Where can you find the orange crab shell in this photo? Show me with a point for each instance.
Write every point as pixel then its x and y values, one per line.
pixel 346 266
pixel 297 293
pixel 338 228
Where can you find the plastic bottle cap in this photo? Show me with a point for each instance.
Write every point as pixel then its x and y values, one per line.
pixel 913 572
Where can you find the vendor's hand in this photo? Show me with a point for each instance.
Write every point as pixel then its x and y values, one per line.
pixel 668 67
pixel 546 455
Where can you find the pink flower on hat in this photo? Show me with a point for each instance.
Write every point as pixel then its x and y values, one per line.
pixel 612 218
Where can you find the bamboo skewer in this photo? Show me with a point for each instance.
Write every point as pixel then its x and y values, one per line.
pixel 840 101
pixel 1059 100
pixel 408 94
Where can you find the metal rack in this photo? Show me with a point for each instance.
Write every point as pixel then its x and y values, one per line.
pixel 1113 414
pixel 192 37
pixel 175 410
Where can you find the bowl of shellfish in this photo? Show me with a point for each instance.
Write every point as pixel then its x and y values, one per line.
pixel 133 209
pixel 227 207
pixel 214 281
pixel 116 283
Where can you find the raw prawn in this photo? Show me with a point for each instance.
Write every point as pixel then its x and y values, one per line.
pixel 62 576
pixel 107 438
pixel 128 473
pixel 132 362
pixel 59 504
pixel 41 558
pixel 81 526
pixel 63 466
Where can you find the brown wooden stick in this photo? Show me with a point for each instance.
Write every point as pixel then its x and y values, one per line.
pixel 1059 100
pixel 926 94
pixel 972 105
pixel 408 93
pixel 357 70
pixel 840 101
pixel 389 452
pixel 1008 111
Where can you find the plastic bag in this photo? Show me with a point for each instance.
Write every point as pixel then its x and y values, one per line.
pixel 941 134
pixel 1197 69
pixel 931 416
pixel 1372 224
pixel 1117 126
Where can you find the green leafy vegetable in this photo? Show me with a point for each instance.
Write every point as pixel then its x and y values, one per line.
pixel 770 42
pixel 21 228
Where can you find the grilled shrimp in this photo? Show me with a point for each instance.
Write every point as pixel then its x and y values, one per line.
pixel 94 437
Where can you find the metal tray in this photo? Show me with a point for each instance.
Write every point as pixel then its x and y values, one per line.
○ ○ ○
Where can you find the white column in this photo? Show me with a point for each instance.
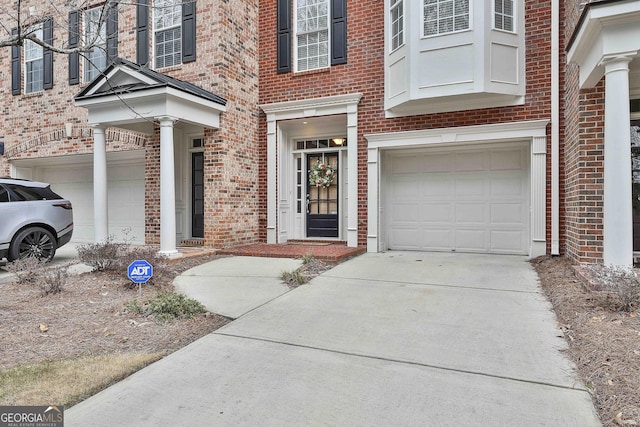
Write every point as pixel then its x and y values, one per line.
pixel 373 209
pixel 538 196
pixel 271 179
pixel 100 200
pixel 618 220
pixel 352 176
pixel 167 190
○ ○ ○
**What is needed**
Swap "instance" for "occurrence" in the lines from the line with "Where can you find the pink" to the line with "pixel 1117 126", and give back only those lines with nothing else changed.

**Response to this task**
Where can you find the pink flower on hat in this photo? Show me with a point for each occurrence.
Write every point as pixel then its x and y values, one per line.
pixel 612 218
Where can you find the bamboo skewer in this photo? Show me with a point for each occurrence.
Write every point as pixel then its x and y values, one per line.
pixel 840 101
pixel 1059 100
pixel 408 94
Where can you find the metal rack in this photo? Show me with a point for each occurrence.
Write every point as pixel then its x and y values, one per line.
pixel 1113 414
pixel 192 37
pixel 175 410
Where can you find the bowl of shellfish in this photo? Show me with a point for each occurrence.
Write every point as pixel then its x and y values, one per line.
pixel 133 209
pixel 227 207
pixel 214 281
pixel 116 283
Where can you find the raw prawn in this photo? Show me with a point for each occurrence.
Write every point as pixel then its x and y values, one per line.
pixel 62 576
pixel 107 438
pixel 128 473
pixel 132 362
pixel 59 504
pixel 41 558
pixel 81 526
pixel 63 466
Where can you find the brown wooden stick in this photo? Show me with a point for each occurrence.
Write every point as pixel then its x and y values, one per line.
pixel 1059 100
pixel 926 94
pixel 972 105
pixel 408 93
pixel 357 70
pixel 840 101
pixel 389 452
pixel 1008 111
Where can you find the plastic bag in this photo? Show me with a point for each occurrence.
Write every point as pixel then its x and y values, one per line.
pixel 941 134
pixel 1197 69
pixel 931 416
pixel 1372 224
pixel 1117 126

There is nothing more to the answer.